§ GIVEN TASK
Without the images, write out all of the following entries exactly.

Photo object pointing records

------------------------------------------------------------------------

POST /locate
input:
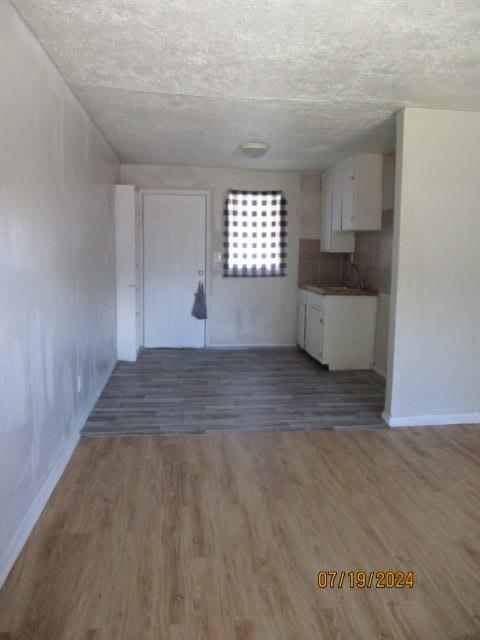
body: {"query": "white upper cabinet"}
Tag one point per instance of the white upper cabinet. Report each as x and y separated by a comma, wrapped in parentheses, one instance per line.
(357, 193)
(331, 240)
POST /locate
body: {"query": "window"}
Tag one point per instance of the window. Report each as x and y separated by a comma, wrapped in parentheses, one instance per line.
(255, 234)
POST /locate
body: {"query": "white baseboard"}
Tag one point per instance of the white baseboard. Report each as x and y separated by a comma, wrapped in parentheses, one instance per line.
(252, 346)
(434, 420)
(61, 457)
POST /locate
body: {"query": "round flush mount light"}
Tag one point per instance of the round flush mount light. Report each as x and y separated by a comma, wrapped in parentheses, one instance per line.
(254, 149)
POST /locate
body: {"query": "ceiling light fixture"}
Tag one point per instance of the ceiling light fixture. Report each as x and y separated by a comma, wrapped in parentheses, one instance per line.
(254, 149)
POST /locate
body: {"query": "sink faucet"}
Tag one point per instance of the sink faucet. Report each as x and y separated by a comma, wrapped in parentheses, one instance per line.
(357, 283)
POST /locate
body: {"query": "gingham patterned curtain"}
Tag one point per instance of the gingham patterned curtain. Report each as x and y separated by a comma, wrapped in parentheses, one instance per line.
(255, 234)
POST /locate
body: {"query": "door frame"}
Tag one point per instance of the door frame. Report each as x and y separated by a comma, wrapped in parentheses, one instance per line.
(207, 194)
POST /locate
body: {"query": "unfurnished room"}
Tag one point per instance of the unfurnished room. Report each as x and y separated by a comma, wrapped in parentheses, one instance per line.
(239, 328)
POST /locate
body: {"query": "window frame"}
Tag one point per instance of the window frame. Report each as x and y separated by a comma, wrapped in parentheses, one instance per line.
(277, 239)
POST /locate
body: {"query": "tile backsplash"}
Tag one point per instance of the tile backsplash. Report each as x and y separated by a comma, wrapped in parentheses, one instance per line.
(317, 267)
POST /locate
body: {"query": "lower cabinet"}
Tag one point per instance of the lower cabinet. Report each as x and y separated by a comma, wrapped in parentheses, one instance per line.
(301, 321)
(314, 331)
(339, 331)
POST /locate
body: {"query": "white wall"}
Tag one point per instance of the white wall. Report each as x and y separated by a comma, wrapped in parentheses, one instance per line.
(383, 306)
(57, 314)
(311, 211)
(242, 311)
(434, 355)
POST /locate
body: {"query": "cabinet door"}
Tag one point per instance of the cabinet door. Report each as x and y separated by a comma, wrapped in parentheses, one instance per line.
(348, 198)
(337, 201)
(314, 332)
(301, 325)
(326, 242)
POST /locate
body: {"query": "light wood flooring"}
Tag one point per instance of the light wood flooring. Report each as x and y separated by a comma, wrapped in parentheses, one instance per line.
(221, 536)
(202, 390)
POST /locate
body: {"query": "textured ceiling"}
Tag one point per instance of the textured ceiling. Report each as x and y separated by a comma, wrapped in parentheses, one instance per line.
(184, 82)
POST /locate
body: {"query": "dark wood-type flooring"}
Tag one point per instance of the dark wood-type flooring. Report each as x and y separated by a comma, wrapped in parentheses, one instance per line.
(174, 391)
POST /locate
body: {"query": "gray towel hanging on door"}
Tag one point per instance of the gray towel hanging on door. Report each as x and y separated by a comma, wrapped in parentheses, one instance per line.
(199, 309)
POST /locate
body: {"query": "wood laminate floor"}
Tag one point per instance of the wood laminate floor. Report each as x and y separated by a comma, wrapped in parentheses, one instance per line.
(201, 390)
(221, 536)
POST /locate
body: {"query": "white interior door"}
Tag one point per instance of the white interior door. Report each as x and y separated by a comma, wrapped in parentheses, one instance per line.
(174, 229)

------------------------------------------------------------------------

§ ANSWER FOR THE TASK
POST /locate
input:
body: {"query": "white upper cabinet"}
Tag one point per instance of the white upper cabinet. Report each as x and y separated by a comma, wrapped in parentheses, one instance per line.
(357, 193)
(331, 240)
POST /locate
body: {"query": "window"}
Tag one point per instance of the window. Report each as x and y separated by a comma, wrapped in parentheses, one instance per line.
(255, 234)
POST /locate
body: {"query": "white baseboard"}
Tag one point per instance of the white baseboard. Report each as x and y separated by a comma, wrapped in parentheses, one instance per line.
(252, 346)
(434, 420)
(61, 457)
POST /locate
body: {"query": "round flush mount light"}
Tag one point per instance of the round flush mount light. Report each as x and y separated by a comma, wrapped in parentheses, one instance per line.
(254, 149)
POST /locate
body: {"query": "ceiling light fixture"}
Tag one point per instance of the ceiling light fixture. Report each as x and y separated by a comma, wrapped in parentheses, one instance per line.
(254, 149)
POST /locate
body: {"query": "sink faucet"}
Tag one point per instance of the sink faucet. Report each as x and y separated by a comma, wrapped in parentheses, one instance per line.
(357, 283)
POST /locate
body: {"query": "gingham patterned curtain"}
Tag one point per instance of the gingham patterned curtain. Report each as x and y separated by a comma, wrapped in parentheses, one instance per line.
(255, 234)
POST /locate
body: {"query": "door frame"}
Tag one point per instance of the door frame. Report each as x and y separated by a comma, wrapped in parentheses, one instance per line.
(207, 194)
POST /locate
body: {"query": "unfurnished room"}
Tag one point per instance of the unfurnished room. Report each as x and y separated by a comma, wrapped in parentheses, one instance per line.
(239, 328)
POST /locate
body: {"query": "window frame"}
Tag one point per instance of the window frame. Report each as x and y separated by a comma, wrapped in parentheses, one instance per line.
(277, 239)
POST /locate
body: {"query": "tile backsplash"}
Tag one point per instance of the tile backsplash. Report each as x and y separated by a comma, wrapped in parentheses, one instance per line.
(317, 267)
POST /locate
body: {"query": "lower cabinet"}
Tag one point per instance of the lower cabinet. Report each as x and y separated by a comma, wrapped in parentheses, one instance per line.
(301, 321)
(314, 331)
(339, 331)
POST /locate
body: {"query": "white wall"}
Tag one point per instance of the white wall. Report each as x and y separated by a comma, wrapped in parentheses, one instance per line.
(383, 306)
(57, 314)
(311, 211)
(242, 311)
(434, 355)
POST /locate
body: {"query": "cabinet door"}
Tag one point per instance of the cabinet door. Report each as x and y separated by a comma, wrapped in parentheses, one instance per line.
(348, 198)
(337, 201)
(314, 332)
(301, 325)
(326, 242)
POST /locate
body: {"query": "light wood flooring"}
Tag one point per instance of the light wood flooring. Report each as x and y separated by a comma, wrapped in parentheses, one instance per line.
(221, 536)
(202, 390)
POST /locate
body: {"query": "textured ceiling"}
Tag one point per instance of the textured ceiling. Report each as x and y separated by a comma, wrapped in parentheses, one instance per line.
(184, 82)
POST /locate
body: {"query": "dark wood-type flooring"}
Tag one point per instance of the dark wood-type flooring. Report each as x and y separated by a comma, wrapped in parentheses, one instance per line.
(174, 391)
POST /locate
body: {"query": "gray towel hanging on door"}
Tag one point per instance of the gray towel hanging on door. Report each as x and y separated by a comma, wrapped in parentheses, one instance per line.
(199, 309)
POST /locate
body: {"query": "wood laminate floor"}
Tag one point per instance of the wood laminate floor. Report each as x and y separated by a comma, wrapped in parentheses, one instance per line.
(201, 390)
(221, 536)
POST /locate
body: {"query": "white interior door"}
Tag one point per instance of the white interior door. Report each as x and y separated by a comma, wrapped in parentheses, one instance per line.
(174, 229)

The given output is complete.